── Source data ──
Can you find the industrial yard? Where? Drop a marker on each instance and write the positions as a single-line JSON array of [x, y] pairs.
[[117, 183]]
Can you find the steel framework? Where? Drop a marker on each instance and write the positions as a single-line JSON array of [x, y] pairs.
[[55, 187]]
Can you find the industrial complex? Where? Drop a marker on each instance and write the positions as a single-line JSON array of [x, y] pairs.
───
── Source data ──
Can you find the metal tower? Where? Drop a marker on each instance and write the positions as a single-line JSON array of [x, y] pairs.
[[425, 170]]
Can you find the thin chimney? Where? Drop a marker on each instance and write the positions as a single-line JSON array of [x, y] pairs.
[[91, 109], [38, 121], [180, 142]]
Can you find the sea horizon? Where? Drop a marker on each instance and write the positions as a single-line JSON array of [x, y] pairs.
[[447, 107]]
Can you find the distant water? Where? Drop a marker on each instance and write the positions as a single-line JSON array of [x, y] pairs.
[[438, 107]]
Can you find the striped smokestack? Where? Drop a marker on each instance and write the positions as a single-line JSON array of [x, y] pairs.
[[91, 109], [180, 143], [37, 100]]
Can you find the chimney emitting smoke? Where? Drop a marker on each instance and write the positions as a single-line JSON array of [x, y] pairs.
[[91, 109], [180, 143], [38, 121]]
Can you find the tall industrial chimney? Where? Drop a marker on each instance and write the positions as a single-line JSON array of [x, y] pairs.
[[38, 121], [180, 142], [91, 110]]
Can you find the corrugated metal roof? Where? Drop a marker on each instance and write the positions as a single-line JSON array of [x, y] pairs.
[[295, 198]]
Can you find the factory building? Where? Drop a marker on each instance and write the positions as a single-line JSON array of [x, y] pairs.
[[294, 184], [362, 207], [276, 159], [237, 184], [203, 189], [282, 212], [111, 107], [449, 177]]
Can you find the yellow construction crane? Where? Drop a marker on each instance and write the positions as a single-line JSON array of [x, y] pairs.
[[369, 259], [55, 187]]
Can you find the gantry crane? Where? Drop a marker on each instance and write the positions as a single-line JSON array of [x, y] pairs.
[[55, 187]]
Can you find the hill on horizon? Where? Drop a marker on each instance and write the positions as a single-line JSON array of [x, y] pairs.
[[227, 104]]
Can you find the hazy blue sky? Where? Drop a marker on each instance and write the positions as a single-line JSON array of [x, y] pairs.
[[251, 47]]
───
Requirement: Count the lines above that contain the word "metal", and reply with only that number.

Response: 2